WORK TO COMPLETE >>
(1) List every organization, company, or medical institution named in the article about the pneumonia breathing sensor.
(2) Answer these questions from the article about the pneumonia breathing sensor:
(a) What does Guardit specialize in?
(b) How many children died from pneumonia last year?
(c) Where on a child is the INSPIRE device placed?
(3) Extend the article about the pneumonia breathing sensor, picking up after its final sentence.

DOCUMENT TEXT >>
┌──

By Kim Walter
Children age 5 and under going to Winchester Medical Center's Pediatric Clinic can now be a part of research that could improve rates of pneumonia diagnosis in developing countries.
Judith Moore, Project HOPE's senior technical adviser for women's and children's health, explained that the organization recently began working with Guardit, a product development company specializing in smart object sensors.
"We at Project HOPE thought that if you can have these motion sensors, why not invent a sensor that can accurately detect breaths," she said Wednesday. "Well, they developed a device that did just that."
Moore said the need for such a device is long overdue, but the reasoning behind it may seem trivial.
Pneumonia is the No. 1 killer of children under 5 in the developing world. More than 1 million children died from it last year. Moore said there are a number of contributing factors like access to health care and birth circumstances, but one thing that surprises people is the rate of how many children are improperly diagnosed or not diagnosed because of the detection method.
"There are a number of developing countries and communities that use what are essentially volunteers to run clinics and things like that," she said. "Unfortunately, some of these community health workers have either a very low level of literacy or very basic training, and it's resulting in errors, which of course affects the children."
Normally, children under 5 are screened for pneumonia in developing countries by counting how many times they breathe per minute. Many communities use simple stopwatches to help keep track. Moore said if a child's breathing rate is elevated, they will carry on with an investigation.
However, some community volunteers can't count at the rate that they need to in order to get accurate data. She said some were found to be recording 60 breathes per minute per child, because they were getting distracted by the ticking sound that a stopwatch makes.
The new device, INSPIRE, is pretty simple. It is put on a child's chest, right against the skin, and records the respiratory rate for a given minute. To further avoid errors, a chip in the device stores the data, which can be transferred to an external device.
To guarantee its accuracy and effectiveness, the product is now being tested in the United States on both healthy and sick children under the age of 5. Moore said because of the long-standing connections between Project HOPE and Valley Health, she reached out to the medical center to see if they could help in collecting data.

└──

Extracted data entries >>
┌──

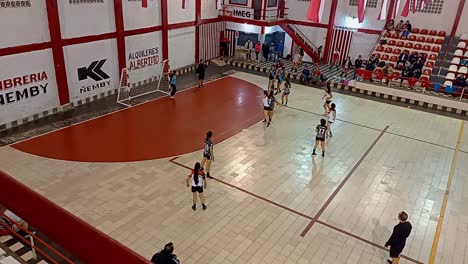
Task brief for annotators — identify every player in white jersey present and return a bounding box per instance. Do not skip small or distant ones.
[327,103,336,137]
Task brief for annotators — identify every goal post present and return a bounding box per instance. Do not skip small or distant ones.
[117,60,171,107]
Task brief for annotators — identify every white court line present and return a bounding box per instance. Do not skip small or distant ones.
[8,75,231,147]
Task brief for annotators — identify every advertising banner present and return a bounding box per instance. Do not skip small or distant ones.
[0,50,60,125]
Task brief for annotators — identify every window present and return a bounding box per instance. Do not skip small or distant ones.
[410,0,444,14]
[349,0,378,8]
[229,0,247,5]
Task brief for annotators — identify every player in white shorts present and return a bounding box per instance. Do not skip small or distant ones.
[327,103,336,137]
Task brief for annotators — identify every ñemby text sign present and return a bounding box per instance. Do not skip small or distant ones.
[0,50,59,125]
[64,39,119,102]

└──

ANSWERS FOR THE EXERCISE >>
(1)
Winchester Medical Center (including its Pediatric Clinic)
Project HOPE
Guardit
Valley Health

(2)
(a) Smart object sensors.
(b) More than 1 million.
(c) On the child's chest, right against the skin.

(3)
Jennifer Stanford, RN and Valley Health's director of clinical research, said the testing began earlier this week. The goal is to use the device on 50 children.
"There really isn't any funding associated with the project at this point, so we're kind of just fitting in the research when we can," she said. "But so far everyone at Valley Health has been supportive of the project ... it's for a good cause."
Stanford, who has been a nurse for about 20 years, said she had a hard time understanding the need for such a device. However, once she learned more about Project HOPE and the kinds of circumstances that some communities and children face around the world, it seemed to make more sense.
"The thing is, here in the U.S. we wouldn't just use a respiratory test to diagnosis pneumonia," she said. "We have other factors to check on, other screenings ... it's just one piece of the puzzle."
However, she said if a health volunteer couldn't count correctly, then that could be the one step in the process that keeps a child from getting the necessary treatment. On the flipside, a child could be misdiagnosed and receive medicine that is costly.
"This has been a really interesting project to be involved in," she said. "We kind of take for granted that pneumonia isn't as much of a threat here."
Moore said she hopes to keep the price of INSPIRE below $20 per device.
"We don't want a cheap product, of course ... part of the testing will tell us what we need to fix in terms of durability," she said. "It has to stand up to the conditions of wherever it's used."
She said the final product would also include a rechargeable battery.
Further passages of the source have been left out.